1980'lerin ikinci yansında sivil toplum kavramının başka bir zemine kaydığını gözden kaçırmamak gerekir. ANAP lideri Turgut Özal'ın teşvik etliği görüş açısı içinde sivil toplum, devlet-dışı toplumsal ve politik etkinliklerin bizatihi değer olarak yüceltildiği bir liberal söyleme eklemlendi (Erdoğan Tosun, 2001: 326). Sağ politik geleneğin temel referanslarından olan millî irade ve elbette serbest piyasa, bu pragmatik ve popüler liberal-muhafazakâr söylemde "sivillik" hâlesiyle kutsandı. Seçmen çoğunluğunu mutlak otorite konumuna oturturken onu kutsallık atfedilen bir millilik değeriyle yükümlendiren, böylece otoriter bir politikanın meşruiyet kaynağı olarak işlev gören milli irade konsepti, böylece sivil toplumun ifadesi olmak gibi bir değer de kazanmıştır. Milliyetçi-muhafazakarlar, 'otantik' dini-millî kimliği, laisist-"pozitivist"-yabancılaşmış-devlete/bürokrasiye/aydınlara karşı sivil toplumun cevheri gibi özselleştirerek, bu yorumu 'zenginleştirmişlerdir'. Hatta bu söylemde sivil toplum, politik açıdan aktif olmayan, entelektüel ve ideolojik zeminde kendini duyuramayan ama toplumsal düzene ve istikrara hassasiyetle sahip çıkan milliyetçi-muhafazakâr kitleyi tanımlamak üzere kullanıl Sessiz Çoğunluk (ya da esas kitle) terimiyle eş anlamlıdır, denebilir.

****************

Görev a » Listede "Task: annotate the glass entry door." içeren satırdan listenin sonuna kadar olan satırları, iki uç da dâhil, hiç değiştirmeden tekrar yaz.

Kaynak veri
****************

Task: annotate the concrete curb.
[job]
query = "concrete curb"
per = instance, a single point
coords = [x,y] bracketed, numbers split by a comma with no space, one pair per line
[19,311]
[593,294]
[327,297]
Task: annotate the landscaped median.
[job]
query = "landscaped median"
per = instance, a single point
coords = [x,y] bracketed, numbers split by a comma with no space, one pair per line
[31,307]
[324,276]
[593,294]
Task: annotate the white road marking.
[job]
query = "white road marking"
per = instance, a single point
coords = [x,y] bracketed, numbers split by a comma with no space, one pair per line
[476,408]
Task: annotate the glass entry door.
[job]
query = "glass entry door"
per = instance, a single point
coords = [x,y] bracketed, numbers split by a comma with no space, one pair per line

****************

Görev b » Sivil toplum metnine göre milliyetçi-muhafazakârların sivil toplumu karşısına koyduğu kurum ve kesimleri sırala.

Alıştırma çıktısı a »
Task: annotate the glass entry door.
[job]
query = "glass entry door"
per = instance, a single point
coords = [x,y] bracketed, numbers split by a comma with no space, one pair per line

Alıştırma çıktısı b » devlet, bürokrasi, aydınlar